SUPPLIED PASSAGE

▼

Proton-implantation technique for high-power laser light
Vertical-cavity surface-emitting lasers (VCSELs) have recently become very attractive as high-power light sources.1 Their high output power makes them suitable for use in a wide range of optical applications, including materials processing, optical pumping, medical treatment, and sensing. VCSELs are not subject to catastrophic optical damage, which occurs when a semiconductor junction is overloaded by exceeding its power density and is a major limiting factor in the maximum achievable output power for edge-emitting lasers. The output power of VCSELs can also be increased using two-dimensional arrays. The reliability of VCSELs is increasingly important for high-power operation. While the selective-oxidation technique2 that is generally employed to form current apertures does provide optical confinement, reducing the energy lost by diffraction, it also introduces defects into the crystal.

▲

EXTRACTED MATERIAL

▼

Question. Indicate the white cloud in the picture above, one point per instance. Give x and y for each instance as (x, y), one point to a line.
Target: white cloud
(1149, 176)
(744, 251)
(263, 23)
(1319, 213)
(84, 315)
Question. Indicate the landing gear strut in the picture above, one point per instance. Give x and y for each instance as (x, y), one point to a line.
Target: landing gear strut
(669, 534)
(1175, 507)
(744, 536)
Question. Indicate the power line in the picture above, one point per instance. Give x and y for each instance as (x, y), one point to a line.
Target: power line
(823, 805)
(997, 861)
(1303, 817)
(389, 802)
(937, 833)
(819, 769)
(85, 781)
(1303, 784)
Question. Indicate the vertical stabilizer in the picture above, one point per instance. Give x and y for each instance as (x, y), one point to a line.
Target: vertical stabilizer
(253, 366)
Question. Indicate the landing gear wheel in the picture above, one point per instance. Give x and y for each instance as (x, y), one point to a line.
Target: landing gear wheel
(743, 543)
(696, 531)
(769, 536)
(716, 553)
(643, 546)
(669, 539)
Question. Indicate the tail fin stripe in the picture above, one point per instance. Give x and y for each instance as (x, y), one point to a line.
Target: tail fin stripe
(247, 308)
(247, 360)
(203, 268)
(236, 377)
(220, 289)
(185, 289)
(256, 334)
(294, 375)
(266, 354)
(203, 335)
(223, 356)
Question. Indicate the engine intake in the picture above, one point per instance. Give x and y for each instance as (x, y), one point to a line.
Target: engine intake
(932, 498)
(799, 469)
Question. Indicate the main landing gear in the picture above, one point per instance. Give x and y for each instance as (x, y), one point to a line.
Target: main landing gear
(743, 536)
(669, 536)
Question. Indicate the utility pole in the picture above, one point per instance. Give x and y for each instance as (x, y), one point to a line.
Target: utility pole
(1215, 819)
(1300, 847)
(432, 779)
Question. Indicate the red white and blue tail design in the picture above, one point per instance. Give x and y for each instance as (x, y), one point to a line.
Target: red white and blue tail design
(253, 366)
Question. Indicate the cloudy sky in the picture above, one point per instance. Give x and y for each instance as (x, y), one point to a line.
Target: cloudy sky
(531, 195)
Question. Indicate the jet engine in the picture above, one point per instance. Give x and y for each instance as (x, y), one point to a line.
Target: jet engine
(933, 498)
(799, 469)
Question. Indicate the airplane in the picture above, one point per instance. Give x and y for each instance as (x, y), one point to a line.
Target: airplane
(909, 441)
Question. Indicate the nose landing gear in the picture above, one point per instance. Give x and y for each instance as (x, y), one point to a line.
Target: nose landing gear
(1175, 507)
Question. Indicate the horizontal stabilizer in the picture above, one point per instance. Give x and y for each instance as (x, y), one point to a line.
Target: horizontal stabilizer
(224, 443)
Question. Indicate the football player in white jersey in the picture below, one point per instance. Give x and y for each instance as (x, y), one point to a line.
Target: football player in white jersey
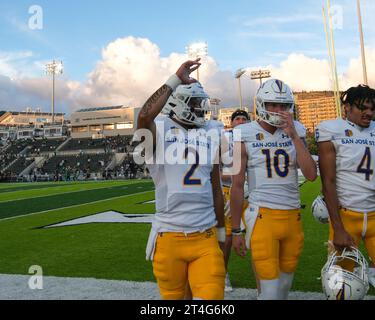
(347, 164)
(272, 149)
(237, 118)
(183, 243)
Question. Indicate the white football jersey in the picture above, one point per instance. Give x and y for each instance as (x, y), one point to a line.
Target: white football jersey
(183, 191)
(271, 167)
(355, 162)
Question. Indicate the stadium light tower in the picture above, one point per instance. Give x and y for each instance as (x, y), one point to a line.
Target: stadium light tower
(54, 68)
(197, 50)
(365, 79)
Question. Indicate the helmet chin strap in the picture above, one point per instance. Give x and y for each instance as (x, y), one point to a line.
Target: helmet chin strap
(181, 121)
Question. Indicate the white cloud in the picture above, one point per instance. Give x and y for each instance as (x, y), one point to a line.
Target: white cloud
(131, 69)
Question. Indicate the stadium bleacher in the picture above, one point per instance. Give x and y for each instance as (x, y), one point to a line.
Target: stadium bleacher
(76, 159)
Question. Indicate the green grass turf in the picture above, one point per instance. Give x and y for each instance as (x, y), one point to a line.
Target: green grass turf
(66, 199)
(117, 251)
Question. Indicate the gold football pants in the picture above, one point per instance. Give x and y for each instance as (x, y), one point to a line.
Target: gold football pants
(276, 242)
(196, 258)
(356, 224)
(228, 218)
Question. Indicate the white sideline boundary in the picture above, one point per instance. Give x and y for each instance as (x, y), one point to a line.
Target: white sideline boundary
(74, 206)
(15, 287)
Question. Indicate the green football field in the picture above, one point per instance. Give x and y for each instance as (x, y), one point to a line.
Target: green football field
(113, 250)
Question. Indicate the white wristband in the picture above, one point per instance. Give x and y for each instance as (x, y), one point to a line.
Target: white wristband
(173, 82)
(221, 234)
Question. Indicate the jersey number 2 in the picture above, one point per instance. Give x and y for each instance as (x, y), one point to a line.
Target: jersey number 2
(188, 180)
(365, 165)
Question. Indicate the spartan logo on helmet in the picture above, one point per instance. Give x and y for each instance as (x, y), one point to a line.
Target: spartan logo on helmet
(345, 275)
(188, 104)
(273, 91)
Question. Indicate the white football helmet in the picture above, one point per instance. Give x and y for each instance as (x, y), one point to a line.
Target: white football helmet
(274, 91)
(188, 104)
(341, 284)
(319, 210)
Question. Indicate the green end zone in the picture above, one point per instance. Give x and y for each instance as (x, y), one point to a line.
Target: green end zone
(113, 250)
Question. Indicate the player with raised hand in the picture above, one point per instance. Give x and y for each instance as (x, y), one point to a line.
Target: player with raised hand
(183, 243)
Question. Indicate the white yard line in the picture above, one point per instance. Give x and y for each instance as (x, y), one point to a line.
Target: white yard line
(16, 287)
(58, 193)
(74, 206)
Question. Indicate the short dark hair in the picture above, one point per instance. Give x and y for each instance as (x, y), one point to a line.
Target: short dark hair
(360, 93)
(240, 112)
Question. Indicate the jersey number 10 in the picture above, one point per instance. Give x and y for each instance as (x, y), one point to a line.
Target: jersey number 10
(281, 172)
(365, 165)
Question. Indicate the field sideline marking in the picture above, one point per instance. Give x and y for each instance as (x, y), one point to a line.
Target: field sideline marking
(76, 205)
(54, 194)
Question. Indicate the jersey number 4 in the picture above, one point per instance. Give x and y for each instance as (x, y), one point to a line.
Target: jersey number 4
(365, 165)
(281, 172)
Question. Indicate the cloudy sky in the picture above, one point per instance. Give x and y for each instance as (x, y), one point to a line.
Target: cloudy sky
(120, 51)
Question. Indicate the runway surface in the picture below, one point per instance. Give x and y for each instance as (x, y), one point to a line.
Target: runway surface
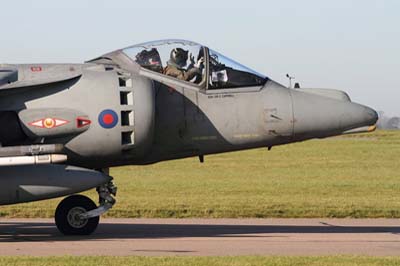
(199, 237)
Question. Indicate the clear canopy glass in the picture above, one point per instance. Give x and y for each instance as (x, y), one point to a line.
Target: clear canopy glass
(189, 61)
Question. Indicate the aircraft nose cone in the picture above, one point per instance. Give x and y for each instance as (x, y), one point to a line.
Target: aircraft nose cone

▲

EXERCISES
A. Answer these from the VCSEL passage, one line each:
(i) Which four optical applications does it list?
(ii) What kind of damage are VCSELs not subject to?
(iii) What does the selective-oxidation technique introduce into the crystal?
B. Summarize the VCSEL passage in two sentences.
C. Write the next part of the VCSEL passage, starting after its final sentence.

RESPONSES PER TASK
A.
(i) Materials processing, optical pumping, medical treatment, and sensing.
(ii) Catastrophic optical damage.
(iii) Defects.

B. VCSELs have become attractive high-power light sources for uses such as materials processing, optical pumping, medical treatment, and sensing, and their output can be raised with two-dimensional arrays. Unlike edge-emitting lasers, they are not subject to catastrophic optical damage, but the selective-oxidation technique used to form their current apertures introduces defects into the crystal even as it provides optical confinement.

C.
A proton-implantation technique enables the formation of small current apertures that are free from crystal defects. Previously, the detailed characteristics of proton-implanted VCSELs have only been researched using output powers in the 10mW class3 because the implantation technique is unable to provide optical confinement, which makes high-efficiency operation of VCSELs with small current apertures challenging. However, the importance of optical confinement decreases as the size of the current aperture increases. Hence, proton-implanted VCSELs with large current apertures provide a possible route toward high-power operation.
To explore the possibility of efficient operation of proton-implanted VCSELs with large current apertures, we prepared a proton-implanted VCSEL with a current aperture of 100μm. Figure 1 shows a schematic diagram and a cross-sectional scanning electron microscopy image of the bottom-emitting-type VCSEL with a proton-implanted current aperture. The proton-implanted region can be clearly observed due to the strong contrast in the image: see Figure 1(b). We fabricated two devices: one with a single emitter, and another with seven hexagonally arrayed emitters with a spacing of 150μm.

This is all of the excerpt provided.